(What you will do) Skip any picture you find and retype all the remaining lines exactly.
— start of Extracted entries —
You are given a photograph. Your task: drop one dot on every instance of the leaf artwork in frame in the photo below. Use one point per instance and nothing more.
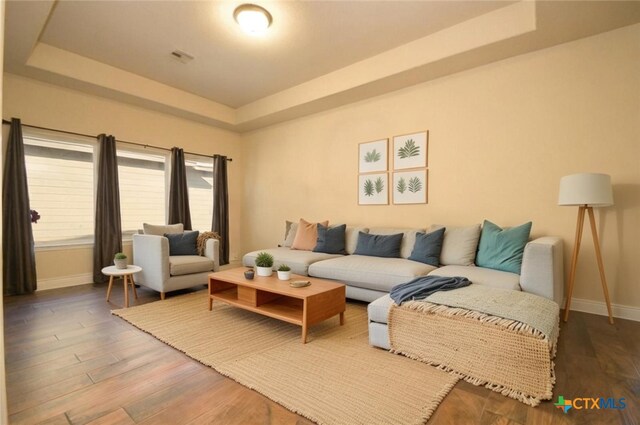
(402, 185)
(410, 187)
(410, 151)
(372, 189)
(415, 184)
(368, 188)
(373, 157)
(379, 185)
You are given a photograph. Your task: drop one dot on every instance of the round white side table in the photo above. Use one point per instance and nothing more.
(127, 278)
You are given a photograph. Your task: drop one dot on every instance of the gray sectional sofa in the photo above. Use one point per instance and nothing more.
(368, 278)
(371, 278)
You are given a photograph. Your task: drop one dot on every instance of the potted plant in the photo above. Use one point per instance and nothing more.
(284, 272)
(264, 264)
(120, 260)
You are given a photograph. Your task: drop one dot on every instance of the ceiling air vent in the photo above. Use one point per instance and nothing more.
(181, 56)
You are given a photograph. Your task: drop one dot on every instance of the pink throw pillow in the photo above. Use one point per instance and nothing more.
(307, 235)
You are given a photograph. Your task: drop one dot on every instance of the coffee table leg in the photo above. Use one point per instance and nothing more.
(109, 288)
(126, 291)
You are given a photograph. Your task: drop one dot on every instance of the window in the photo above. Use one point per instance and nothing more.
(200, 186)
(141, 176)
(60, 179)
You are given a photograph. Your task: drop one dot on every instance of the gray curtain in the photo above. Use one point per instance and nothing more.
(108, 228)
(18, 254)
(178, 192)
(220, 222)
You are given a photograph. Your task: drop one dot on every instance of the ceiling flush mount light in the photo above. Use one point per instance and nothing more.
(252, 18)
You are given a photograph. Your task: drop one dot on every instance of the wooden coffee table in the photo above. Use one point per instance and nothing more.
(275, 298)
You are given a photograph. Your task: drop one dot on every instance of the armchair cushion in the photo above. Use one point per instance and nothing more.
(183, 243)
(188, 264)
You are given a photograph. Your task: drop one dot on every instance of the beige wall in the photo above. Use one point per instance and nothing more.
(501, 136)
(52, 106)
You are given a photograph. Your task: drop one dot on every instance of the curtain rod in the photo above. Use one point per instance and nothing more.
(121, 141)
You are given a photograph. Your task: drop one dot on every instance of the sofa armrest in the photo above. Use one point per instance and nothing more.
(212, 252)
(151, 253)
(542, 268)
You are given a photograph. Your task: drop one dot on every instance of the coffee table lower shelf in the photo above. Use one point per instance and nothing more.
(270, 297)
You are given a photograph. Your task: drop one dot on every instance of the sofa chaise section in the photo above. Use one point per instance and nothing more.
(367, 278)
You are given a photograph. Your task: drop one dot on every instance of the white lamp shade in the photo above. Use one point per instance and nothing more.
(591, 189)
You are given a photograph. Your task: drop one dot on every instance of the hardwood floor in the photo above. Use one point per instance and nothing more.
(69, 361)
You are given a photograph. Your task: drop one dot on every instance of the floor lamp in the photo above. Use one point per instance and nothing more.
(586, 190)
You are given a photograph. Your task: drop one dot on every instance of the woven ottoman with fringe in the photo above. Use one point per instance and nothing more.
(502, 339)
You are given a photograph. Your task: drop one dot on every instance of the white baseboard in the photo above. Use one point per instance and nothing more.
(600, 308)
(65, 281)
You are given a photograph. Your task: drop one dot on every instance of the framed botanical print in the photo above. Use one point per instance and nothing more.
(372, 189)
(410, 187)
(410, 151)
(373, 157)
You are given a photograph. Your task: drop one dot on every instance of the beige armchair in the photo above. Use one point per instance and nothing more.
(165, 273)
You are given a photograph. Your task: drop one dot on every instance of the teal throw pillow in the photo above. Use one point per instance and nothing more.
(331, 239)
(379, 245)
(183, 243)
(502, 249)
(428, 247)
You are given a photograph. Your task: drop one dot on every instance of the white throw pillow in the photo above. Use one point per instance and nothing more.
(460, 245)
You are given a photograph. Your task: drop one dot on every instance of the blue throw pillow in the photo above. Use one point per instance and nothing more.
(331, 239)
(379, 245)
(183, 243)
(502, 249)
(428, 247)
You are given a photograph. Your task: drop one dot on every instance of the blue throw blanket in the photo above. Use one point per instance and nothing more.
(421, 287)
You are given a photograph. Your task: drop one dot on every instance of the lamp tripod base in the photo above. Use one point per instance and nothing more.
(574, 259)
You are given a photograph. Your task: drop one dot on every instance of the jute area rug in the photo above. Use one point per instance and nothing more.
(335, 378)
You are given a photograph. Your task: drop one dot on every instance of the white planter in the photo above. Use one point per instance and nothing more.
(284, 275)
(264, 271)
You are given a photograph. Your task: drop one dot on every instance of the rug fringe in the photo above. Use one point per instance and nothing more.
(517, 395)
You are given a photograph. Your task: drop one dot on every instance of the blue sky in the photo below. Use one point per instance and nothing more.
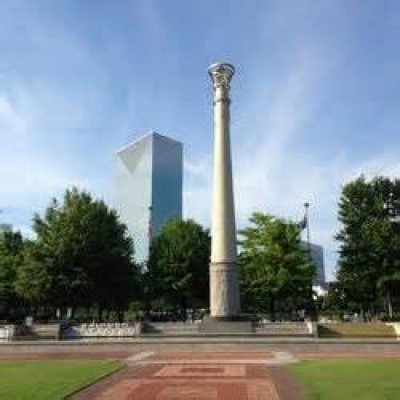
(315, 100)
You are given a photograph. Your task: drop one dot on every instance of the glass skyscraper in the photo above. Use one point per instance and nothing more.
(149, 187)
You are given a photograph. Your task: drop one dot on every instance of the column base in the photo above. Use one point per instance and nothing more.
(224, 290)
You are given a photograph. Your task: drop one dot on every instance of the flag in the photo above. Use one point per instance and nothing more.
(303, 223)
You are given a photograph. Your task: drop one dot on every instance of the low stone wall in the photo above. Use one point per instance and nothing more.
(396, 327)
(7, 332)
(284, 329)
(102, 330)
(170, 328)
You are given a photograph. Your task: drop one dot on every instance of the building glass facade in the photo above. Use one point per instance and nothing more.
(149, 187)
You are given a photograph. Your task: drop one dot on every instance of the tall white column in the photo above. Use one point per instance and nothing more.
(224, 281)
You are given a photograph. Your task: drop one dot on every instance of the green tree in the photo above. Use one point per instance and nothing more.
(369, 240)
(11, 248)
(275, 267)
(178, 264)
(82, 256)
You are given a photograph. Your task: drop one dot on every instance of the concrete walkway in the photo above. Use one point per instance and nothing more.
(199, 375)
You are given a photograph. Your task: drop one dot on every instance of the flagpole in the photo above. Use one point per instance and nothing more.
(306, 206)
— end of Extracted entries —
(Worked solution)
You are given a photograph. Your task: drop one dot on every instance of the leaf artwork in frame in the photo below. Use one point per instance and nothing more.
(402, 185)
(410, 187)
(410, 151)
(372, 189)
(415, 184)
(368, 188)
(373, 157)
(379, 185)
You are given a photograph. Your task: drop one dot on every instance of the round white side table in the photo above. Use one point per instance and nothing more.
(127, 278)
You are given a photograph. Your task: drop one dot on every instance of the gray sectional sofa in the photo above. Use one point per instance and nothing more.
(368, 278)
(371, 278)
You are given a photograph. Your task: drop one dot on every instance of the potted plant in the photo above. Use one point per instance and nothing more.
(284, 272)
(264, 264)
(120, 260)
You are given a photograph. Your task: drop one dot on every instance of the ceiling air vent in the photo above. Use one point per instance and nothing more.
(181, 56)
You are given a photograph. Your task: drop one dot on every instance of the pink throw pillow in the photo above. Use one point per instance and nothing more.
(307, 235)
You are given a photograph. Your task: drop one dot on every instance of the coffee table leg in the photo above. Use one point per instance and nothing more.
(109, 288)
(126, 291)
You are given a photograph. Your task: drop one dot on every instance of the window in the photo above. Use one point per instance and nothing more.
(200, 186)
(141, 176)
(60, 179)
You are given a photograph. Your task: drop one dot on every instance of the gray curtain in the photo above. Use one point per instance and nothing more.
(108, 228)
(18, 254)
(178, 192)
(220, 222)
You are given a photograph. Your task: drop one dot on every instance of the ceiling flush mount light in the photo above. Use one point per instance and nothing more.
(252, 18)
You are given a photograph. Your task: drop one dot on every instance of the wooden coffee table in the photo above. Use one point per instance and nothing more.
(275, 298)
You are given a photograph. Your task: drop one dot on every instance of the armchair cushion in the photo above. Use one point per instance and nothing more.
(183, 243)
(188, 264)
You are given a photograph. Your task: drop one dot on every instance of the beige wall in the photo above. Use one point per instance and nothing more.
(501, 136)
(52, 106)
You are given a photograph. Your task: drop one dot on every instance of the curtain rod in the photo above. Use one point per instance and nothing more.
(121, 141)
You are given a photograph. Your task: drop one dot on every instance of the sofa armrest in the photo above. Use one point per instance and nothing more.
(212, 252)
(151, 253)
(542, 268)
You are given a photograph. Your task: drop one dot on every instance of the coffee table lower shelf in the photo above. Use one point per instance and nothing more.
(270, 297)
You are given a photograph. Your task: drop one dot on every instance of the sofa chaise section in the photo above. Use one point per instance and nothing more.
(367, 278)
You are given a photograph. Your task: drop one dot on every instance of the white lamp shade in the photo above. Use one point per instance and nothing more.
(591, 189)
You are given a photograph. Your task: drop one dot on every instance of the hardwood floor in the photo above. Use one point per instance and nothing more.
(69, 361)
You are given a photograph. Your task: drop one dot on every instance of the floor lamp in the photo above. Use one point per instance and nothing more.
(586, 190)
You are given a photograph. Your task: drop one dot on every instance of the woven ottoman with fringe in the photo above. Use one point per instance and nothing more.
(502, 339)
You are given a photograph. Your task: drop one dot on every instance of the white baseboard in the photo above. Use one point per instance and nothing more.
(600, 308)
(65, 281)
You are given a photograph. Your task: drop one dot on every instance of the framed botanical print in the photo above. Use one point per instance and nothing more.
(372, 189)
(410, 187)
(410, 151)
(373, 157)
You are given a photograph. Your task: drop one dot on every instance of the beige armchair in the photo above. Use one point per instance and nothing more.
(165, 273)
You are given a photograph. Your task: drop one dot on every instance of the teal throw pillow in the photo above. Use one point per instance and nothing more.
(331, 239)
(379, 245)
(183, 243)
(502, 249)
(428, 247)
You are given a photograph. Your task: drop one dot on every instance of the white throw pillow in the photo above. Use one point per instance and nothing more.
(460, 245)
You are given a photograph. Your task: drop one dot on every instance of the blue throw pillow in the photo above. Use one point per instance and nothing more.
(331, 239)
(379, 245)
(183, 243)
(502, 249)
(428, 247)
You are given a photograph. Your task: drop one dot on every instance of the blue throw blanket in the photo above. Use one point per instance and nothing more.
(421, 287)
You are given a photograph. Your task: drop one dot on every instance of the lamp tripod base in the photo above. Use one point per instance and nothing more.
(574, 259)
You are given a photograph. Your task: drop one dot on every instance of the jute area rug in the photo above. Use one point per instance and nothing more.
(335, 378)
You are given a photograph. Your task: drop one dot on every instance of the white planter in the photo above. Use one point per instance and nothing more.
(284, 275)
(264, 271)
You are given a photograph. Your task: drop one dot on every instance of the rug fringe in the photo above. Use one point per instance and nothing more.
(517, 395)
You are given a photograph. Your task: drop one dot on every instance of the blue sky in the photo below. Use one point per instance and nothing more.
(315, 100)
You are given a photograph. Your task: drop one dot on every instance of the glass skyscraper in the photo above. Use one point per instance and nothing more.
(149, 187)
You are given a photograph. Your task: drop one dot on every instance of the column base in the photo above. Use one point per instance and nothing more.
(224, 290)
You are given a photograph. Your task: drop one dot on every instance of the flag in the photo above. Use one point per instance and nothing more.
(303, 223)
You are given a photograph. Your task: drop one dot on every instance of the low stone wall in the photo above. Use one point per instance and nothing more.
(396, 327)
(7, 332)
(284, 329)
(102, 330)
(170, 328)
You are given a photograph. Your task: drop one dot on every instance of the building glass facade in the photo above. Use one point per instance and nothing more.
(149, 187)
You are given a photograph. Your task: drop one dot on every instance of the tall white column in the photo above. Use one point per instance and nothing more.
(224, 281)
You are given a photograph. Your task: drop one dot on every instance of the green tree in the photo above. Use one point per instance and nothing more.
(369, 240)
(11, 248)
(275, 267)
(178, 264)
(82, 256)
You are given a photograph. Your task: drop one dot on every instance of the concrete walkway in the photo above. Use one point per instance and nothing more.
(199, 375)
You are given a photograph. Your task: drop one dot on every instance of the flagpole in the photo above. Use one point per instance and nothing more.
(306, 206)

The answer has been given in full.